◆ **Data shown**
^^^^^^^^^^^^^^^^

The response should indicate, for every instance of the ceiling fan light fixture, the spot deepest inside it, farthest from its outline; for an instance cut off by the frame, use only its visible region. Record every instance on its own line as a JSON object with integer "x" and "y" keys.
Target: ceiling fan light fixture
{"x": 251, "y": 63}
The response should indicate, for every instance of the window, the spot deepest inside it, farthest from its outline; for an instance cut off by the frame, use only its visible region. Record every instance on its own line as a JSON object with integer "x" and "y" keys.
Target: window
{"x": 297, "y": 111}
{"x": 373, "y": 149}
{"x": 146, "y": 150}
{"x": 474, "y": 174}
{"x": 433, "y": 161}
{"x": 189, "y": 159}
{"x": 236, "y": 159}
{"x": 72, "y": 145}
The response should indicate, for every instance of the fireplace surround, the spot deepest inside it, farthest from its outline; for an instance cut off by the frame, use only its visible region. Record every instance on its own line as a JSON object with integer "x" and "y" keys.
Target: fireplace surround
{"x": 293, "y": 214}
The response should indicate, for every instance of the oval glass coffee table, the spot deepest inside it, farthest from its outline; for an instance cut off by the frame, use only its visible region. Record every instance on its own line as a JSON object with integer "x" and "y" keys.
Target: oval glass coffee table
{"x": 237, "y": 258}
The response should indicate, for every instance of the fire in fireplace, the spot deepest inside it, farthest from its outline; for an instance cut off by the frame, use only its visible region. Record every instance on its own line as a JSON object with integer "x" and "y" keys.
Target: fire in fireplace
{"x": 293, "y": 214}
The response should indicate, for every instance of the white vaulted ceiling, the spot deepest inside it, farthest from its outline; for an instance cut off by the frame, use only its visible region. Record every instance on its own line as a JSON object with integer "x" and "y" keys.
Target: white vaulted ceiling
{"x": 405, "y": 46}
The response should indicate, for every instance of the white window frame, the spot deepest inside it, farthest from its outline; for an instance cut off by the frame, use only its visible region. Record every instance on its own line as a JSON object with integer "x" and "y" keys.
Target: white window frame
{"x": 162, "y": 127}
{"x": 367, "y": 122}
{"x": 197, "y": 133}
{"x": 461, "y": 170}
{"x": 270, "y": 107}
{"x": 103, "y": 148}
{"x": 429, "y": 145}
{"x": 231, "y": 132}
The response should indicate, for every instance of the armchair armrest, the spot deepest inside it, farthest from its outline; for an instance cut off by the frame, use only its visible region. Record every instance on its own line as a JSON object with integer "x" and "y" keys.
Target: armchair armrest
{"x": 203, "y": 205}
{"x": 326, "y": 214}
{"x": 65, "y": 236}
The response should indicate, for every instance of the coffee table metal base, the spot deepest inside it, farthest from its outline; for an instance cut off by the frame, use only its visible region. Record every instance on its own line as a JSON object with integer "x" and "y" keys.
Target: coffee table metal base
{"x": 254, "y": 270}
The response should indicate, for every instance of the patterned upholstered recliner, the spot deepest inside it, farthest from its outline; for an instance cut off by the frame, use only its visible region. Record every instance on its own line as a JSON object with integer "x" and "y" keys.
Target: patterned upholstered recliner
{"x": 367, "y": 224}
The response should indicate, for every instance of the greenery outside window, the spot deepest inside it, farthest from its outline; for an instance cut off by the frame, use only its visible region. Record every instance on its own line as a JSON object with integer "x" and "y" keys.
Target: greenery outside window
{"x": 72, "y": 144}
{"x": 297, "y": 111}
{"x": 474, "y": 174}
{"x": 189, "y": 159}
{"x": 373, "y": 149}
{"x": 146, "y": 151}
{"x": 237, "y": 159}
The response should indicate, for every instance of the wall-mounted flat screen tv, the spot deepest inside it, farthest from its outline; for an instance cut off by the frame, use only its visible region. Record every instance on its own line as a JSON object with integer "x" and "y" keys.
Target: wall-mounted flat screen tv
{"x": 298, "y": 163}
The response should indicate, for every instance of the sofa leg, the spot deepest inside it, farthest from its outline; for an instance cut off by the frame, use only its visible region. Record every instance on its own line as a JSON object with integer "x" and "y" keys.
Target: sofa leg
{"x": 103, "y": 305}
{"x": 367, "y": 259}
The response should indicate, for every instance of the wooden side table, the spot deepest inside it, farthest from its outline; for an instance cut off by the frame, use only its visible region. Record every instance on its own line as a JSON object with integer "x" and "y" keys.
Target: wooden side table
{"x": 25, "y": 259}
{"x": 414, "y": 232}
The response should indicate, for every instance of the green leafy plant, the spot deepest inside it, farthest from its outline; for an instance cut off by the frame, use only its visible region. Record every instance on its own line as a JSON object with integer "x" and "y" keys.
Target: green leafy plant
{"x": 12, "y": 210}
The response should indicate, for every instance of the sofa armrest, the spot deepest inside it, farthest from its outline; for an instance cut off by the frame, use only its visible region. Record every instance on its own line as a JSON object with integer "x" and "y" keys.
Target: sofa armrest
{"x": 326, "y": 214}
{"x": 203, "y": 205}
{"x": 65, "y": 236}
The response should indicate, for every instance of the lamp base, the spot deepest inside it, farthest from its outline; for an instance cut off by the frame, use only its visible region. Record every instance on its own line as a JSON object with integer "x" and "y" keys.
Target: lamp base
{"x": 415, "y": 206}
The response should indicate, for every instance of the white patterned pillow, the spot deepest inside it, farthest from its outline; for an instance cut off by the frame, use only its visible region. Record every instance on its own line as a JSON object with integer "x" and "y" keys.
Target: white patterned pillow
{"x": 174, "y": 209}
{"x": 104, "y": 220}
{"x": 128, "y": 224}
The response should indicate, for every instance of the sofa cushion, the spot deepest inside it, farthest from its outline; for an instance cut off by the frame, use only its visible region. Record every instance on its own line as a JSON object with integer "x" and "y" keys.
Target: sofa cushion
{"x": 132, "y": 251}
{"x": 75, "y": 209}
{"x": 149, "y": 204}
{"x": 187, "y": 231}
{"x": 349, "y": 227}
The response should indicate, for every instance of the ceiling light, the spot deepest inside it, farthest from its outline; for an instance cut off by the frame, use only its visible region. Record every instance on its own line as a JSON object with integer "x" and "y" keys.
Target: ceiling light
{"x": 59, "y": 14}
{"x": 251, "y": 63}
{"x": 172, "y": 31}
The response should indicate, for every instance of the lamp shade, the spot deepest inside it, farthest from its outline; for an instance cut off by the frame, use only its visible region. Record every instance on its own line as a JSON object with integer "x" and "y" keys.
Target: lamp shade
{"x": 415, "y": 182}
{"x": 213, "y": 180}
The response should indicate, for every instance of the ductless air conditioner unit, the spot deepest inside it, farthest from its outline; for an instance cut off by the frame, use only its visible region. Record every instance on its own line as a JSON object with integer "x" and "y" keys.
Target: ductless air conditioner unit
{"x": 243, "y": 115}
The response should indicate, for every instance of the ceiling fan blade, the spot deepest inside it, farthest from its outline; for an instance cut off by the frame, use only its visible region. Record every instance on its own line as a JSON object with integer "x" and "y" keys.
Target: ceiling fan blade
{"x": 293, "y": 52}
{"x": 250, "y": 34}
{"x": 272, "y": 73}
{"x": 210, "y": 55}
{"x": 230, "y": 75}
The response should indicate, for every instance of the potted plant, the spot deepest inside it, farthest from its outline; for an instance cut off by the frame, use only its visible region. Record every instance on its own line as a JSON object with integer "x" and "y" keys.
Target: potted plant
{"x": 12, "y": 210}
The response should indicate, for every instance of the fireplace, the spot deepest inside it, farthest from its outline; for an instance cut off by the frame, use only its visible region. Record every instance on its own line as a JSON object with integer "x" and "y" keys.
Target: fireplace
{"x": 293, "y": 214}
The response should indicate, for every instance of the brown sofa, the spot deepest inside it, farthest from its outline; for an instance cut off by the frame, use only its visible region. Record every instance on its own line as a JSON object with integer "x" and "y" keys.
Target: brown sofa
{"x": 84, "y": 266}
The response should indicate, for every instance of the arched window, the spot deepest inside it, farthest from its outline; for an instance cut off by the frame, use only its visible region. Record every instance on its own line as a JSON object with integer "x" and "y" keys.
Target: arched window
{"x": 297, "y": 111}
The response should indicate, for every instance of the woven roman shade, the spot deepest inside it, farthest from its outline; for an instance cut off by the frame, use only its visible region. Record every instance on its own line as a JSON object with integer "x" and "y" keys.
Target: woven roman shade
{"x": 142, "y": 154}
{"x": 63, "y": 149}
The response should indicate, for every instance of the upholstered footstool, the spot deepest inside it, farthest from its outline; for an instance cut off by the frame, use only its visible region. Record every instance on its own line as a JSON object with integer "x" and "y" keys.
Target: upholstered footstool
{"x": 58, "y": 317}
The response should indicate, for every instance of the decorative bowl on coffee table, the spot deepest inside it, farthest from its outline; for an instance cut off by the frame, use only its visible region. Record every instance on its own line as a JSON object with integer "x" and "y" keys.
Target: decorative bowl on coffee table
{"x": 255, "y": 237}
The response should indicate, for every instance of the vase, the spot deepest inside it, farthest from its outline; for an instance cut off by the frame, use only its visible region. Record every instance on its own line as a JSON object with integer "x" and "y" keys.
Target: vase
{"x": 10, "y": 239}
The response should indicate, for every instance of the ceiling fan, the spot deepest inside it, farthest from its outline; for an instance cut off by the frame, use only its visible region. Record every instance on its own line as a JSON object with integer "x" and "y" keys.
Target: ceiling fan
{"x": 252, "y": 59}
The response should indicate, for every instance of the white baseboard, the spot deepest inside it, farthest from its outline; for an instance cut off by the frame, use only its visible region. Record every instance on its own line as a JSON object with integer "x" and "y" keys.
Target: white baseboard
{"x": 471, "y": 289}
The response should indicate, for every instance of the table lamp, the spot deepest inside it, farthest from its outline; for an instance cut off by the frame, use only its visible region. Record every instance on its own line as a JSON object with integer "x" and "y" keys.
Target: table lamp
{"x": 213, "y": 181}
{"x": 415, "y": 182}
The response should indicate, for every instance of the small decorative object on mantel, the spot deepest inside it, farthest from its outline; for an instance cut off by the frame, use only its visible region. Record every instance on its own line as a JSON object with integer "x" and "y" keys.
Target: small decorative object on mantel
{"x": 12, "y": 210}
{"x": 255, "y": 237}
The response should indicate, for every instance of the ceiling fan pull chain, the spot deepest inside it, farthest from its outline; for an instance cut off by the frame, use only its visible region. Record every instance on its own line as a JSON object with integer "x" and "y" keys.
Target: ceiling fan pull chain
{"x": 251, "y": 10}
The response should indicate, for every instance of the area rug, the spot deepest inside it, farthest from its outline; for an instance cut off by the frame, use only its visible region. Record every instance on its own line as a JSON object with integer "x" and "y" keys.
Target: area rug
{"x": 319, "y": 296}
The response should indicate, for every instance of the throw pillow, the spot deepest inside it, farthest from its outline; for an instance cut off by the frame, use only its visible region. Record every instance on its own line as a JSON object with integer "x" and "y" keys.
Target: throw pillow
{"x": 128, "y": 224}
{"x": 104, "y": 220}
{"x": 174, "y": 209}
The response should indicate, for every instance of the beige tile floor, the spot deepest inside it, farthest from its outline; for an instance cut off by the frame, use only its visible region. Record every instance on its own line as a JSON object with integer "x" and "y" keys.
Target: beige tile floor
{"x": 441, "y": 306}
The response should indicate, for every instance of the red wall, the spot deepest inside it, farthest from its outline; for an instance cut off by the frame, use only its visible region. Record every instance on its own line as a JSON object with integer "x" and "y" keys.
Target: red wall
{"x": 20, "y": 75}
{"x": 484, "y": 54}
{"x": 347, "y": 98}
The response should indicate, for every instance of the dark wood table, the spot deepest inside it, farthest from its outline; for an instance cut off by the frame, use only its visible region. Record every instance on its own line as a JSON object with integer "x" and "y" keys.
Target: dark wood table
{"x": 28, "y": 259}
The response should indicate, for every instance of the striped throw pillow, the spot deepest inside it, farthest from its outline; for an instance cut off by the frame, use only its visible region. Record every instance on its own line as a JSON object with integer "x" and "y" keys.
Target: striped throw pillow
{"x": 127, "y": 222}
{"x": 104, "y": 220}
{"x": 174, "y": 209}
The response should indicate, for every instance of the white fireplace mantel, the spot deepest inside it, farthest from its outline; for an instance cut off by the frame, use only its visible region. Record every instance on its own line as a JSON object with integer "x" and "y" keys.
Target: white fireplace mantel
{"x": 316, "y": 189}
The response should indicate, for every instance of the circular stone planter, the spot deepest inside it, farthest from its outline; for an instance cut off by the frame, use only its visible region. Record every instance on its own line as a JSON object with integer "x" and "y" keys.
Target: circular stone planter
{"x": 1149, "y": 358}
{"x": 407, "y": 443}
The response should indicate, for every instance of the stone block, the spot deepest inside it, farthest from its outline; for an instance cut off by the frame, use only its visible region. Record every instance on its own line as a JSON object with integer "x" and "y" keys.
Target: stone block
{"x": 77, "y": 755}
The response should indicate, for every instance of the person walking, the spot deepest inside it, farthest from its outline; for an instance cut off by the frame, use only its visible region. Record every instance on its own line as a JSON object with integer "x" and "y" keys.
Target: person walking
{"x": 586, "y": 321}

^^^^^^^^^^^^^^^^

◆ **What needs to be done**
Out of the entries above, write out only the lines between the line holding "the green leafy" and the line holding "sofa armrest, the", inclusive, each exactly as given.

◆ **Solved problem**
The response should indicate, for every instance of the green leafy plant, the spot deepest inside it, farthest from its outline; for an instance cut off by the frame, use only its visible region. Record every instance on its own line as a JSON object with integer "x" and "y" keys.
Target: green leafy plant
{"x": 12, "y": 210}
The response should indicate, for every instance of the sofa armrest, the spot deepest inside it, farthest from its outline; for an instance cut off by the frame, use only its visible region. Record every instance on its own line as a JSON object with integer "x" and "y" keys.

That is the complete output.